__Texto__.
8 de noviembre de 2012

“In memoria” A mi amigo Paco Luna.



“In memoria”
A mi amigo Paco Luna.
(El día 23 hará un año de su muerte)


A veces nos encontramos en la vida con personas que nos marcan de una manera especial, con las que convivimos y con las que compartimos nuestras pequeñas o grandes cosas. Personas de las que nos hacemos, de alguna manera, cómplices y amigos. La amistad, cuando es sincera, es un vínculo muy fuerte, algo sagrado que perdura incluso por encima de los límites de nuestra comprensión humana.

                Recuerdo muy nítidamente la primera vez en mi vida que vi a ese pequeño gran hombre.  Se acercó a mí repleto de aquel entusiasmo casi infantil que le rebosaba desde  el alma  y, nervioso, impulsivo y vehemente, tal cual era,  me dijo emocionadísimo que aquel discurso que acababa de pronunciar, el de la famosa pirámide invertida,  le había parecido uno de las mejores reflexiones cofrades que había oído en su vida.  Se trataba de la idea que yo tenía en la cabeza de cómo debía ser la verdadera hermandad, un discurso que articulé frente a los hermanos fundadores de la Resurrección, en la primera asamblea y que ciertamente sirvió para contagiarlos del ímpetu necesario para que el proyecto que nacía, tomara forma, fuerzas y continuara hacia delante, hasta su buen fin.
                Su pelo cano, rizado y prieto, su rostro rollizo, como sus labios, su piel bermeja y sus ojos alegres y vivarachos, elogiándome de manera tan entrañable, tan intensamente que, desde aquel mismo momento, intuí que aquel hombre y yo llegaríamos a ser grandes amigos.

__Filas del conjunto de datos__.
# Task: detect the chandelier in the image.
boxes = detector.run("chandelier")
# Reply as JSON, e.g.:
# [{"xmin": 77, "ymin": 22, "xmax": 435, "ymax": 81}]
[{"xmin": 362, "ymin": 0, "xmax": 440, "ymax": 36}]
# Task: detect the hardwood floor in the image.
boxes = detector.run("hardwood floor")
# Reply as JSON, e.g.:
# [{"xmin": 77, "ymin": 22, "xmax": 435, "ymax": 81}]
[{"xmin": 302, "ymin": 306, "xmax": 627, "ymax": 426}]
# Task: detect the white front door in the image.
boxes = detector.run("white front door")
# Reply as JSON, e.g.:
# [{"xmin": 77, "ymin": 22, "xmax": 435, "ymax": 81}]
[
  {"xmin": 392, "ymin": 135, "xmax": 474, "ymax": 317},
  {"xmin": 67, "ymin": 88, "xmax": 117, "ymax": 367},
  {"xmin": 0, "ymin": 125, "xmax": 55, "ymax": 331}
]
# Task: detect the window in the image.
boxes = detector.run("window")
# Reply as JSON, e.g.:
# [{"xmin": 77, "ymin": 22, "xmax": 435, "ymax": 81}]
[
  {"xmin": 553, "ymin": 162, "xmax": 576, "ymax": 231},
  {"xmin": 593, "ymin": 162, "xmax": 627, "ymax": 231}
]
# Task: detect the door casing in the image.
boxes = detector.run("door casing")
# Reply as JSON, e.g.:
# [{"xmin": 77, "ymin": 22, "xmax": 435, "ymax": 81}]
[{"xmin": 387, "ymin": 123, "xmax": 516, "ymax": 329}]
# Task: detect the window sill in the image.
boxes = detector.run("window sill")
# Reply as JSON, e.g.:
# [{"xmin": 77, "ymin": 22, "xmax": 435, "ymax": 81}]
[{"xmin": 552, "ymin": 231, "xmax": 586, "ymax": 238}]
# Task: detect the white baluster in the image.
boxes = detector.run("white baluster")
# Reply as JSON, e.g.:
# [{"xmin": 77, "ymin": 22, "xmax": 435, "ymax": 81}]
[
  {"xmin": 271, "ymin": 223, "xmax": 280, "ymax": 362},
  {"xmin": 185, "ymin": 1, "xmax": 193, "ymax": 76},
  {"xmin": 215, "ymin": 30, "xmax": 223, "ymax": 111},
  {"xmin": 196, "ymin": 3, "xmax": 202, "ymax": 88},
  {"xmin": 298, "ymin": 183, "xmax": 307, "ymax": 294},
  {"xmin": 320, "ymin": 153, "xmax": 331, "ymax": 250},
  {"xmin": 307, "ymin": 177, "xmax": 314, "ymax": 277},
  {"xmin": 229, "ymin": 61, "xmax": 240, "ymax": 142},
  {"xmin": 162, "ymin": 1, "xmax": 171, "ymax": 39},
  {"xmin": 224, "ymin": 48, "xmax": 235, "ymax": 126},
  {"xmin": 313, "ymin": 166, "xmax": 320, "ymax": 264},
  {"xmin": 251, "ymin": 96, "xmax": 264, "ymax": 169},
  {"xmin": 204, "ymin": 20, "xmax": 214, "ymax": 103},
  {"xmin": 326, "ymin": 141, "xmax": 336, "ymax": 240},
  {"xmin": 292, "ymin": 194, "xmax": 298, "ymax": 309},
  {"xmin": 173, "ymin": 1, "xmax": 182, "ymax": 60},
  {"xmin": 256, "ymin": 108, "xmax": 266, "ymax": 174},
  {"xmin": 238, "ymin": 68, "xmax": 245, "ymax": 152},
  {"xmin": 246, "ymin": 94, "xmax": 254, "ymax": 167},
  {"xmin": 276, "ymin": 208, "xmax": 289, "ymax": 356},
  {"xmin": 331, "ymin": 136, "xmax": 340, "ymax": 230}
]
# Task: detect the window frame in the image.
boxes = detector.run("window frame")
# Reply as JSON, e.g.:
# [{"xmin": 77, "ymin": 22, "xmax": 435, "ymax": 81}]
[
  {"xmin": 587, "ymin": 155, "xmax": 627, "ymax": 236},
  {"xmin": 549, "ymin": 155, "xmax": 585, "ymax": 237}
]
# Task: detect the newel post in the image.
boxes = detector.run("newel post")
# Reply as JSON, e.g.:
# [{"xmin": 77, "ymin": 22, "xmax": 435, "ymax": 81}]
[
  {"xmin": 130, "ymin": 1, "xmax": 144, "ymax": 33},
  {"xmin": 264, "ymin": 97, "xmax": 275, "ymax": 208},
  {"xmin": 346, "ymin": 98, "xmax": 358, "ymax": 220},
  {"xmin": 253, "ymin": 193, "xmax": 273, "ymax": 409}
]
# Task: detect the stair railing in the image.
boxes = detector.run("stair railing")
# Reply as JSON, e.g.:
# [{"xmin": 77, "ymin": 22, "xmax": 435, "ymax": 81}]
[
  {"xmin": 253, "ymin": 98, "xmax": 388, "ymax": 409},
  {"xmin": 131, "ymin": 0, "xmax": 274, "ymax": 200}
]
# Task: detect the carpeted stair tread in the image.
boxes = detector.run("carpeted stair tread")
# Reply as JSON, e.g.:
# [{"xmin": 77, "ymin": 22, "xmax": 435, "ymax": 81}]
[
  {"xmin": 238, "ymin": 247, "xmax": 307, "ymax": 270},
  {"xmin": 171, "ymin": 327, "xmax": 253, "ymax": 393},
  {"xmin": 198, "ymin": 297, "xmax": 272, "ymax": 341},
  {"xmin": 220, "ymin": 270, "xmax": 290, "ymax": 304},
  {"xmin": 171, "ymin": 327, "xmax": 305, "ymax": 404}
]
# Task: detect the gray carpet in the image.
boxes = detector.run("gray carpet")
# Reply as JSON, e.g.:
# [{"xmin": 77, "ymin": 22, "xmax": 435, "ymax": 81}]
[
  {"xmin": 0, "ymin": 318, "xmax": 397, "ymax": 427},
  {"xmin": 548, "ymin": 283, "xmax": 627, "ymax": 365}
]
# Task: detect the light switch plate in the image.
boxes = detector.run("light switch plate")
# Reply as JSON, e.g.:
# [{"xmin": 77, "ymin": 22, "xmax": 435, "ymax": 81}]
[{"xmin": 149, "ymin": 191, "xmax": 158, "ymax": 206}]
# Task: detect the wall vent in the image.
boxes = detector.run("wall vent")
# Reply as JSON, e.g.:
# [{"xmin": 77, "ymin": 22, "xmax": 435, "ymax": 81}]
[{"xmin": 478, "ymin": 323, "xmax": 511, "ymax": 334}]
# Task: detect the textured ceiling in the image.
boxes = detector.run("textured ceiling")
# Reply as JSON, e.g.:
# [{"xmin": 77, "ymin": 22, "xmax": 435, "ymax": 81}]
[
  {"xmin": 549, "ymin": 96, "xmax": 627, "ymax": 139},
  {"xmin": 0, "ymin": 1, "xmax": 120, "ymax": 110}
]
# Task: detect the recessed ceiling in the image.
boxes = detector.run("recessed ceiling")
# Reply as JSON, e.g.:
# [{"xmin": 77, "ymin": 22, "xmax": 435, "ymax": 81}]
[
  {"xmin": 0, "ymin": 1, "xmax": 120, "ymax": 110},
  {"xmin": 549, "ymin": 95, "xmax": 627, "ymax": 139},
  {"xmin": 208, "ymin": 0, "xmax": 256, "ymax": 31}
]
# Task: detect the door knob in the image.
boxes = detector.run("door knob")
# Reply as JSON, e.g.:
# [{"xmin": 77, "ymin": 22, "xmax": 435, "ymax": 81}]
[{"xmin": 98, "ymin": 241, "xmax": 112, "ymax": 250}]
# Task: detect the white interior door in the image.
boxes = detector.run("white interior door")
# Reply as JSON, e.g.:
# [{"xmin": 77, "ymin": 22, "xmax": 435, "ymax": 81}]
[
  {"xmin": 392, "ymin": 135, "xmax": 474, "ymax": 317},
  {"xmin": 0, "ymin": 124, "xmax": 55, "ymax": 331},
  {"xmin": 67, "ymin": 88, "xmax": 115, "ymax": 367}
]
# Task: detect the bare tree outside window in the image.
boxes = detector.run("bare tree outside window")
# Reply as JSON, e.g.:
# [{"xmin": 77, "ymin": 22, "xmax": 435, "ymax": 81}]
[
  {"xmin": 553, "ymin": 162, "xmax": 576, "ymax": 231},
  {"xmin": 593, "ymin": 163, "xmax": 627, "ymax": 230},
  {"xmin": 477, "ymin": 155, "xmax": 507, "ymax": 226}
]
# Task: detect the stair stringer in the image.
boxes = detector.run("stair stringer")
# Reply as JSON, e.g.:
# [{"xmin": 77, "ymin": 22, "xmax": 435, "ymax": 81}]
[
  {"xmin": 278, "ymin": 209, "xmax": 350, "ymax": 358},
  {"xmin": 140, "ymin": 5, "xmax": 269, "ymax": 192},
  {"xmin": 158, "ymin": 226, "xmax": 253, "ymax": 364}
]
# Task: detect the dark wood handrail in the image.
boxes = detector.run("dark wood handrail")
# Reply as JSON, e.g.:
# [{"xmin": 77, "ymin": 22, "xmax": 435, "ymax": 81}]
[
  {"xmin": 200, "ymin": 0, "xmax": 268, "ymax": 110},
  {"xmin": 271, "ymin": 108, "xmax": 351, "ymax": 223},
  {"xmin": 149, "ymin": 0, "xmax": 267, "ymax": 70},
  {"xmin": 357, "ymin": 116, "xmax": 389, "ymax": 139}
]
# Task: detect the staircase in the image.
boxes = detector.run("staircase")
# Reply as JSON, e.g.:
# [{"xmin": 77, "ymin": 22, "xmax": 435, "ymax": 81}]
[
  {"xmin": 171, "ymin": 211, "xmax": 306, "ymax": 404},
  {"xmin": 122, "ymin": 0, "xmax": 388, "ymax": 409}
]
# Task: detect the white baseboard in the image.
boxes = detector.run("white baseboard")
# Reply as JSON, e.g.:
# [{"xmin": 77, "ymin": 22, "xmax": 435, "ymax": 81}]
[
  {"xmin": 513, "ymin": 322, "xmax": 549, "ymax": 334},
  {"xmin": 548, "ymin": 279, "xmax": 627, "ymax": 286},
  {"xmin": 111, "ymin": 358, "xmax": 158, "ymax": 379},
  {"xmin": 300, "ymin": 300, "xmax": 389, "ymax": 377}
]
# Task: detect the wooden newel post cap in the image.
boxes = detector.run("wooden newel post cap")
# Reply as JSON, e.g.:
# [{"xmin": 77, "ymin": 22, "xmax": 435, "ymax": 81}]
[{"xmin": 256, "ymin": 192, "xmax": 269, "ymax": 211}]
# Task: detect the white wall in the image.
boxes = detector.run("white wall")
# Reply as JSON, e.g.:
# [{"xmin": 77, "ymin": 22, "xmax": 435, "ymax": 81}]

__Ejercicio 1__.
Responde, por favor, estas preguntas sobre el texto:
(a) ¿A quién está dedicado?
(b) ¿Cuánto tiempo hará de su muerte el día 23?
(c) ¿Cómo era el pelo de aquel hombre?
__Ejercicio 2__.
Di cuántas líneas de las filas contienen la cadena "ceiling", distinguiendo mayúsculas de minúsculas. Responde solo con el número.

__Solución detallada 1__.
(a) A su amigo Paco Luna.
(b) Un año.
(c) Cano, rizado y prieto.

__Solución detallada 2__.
4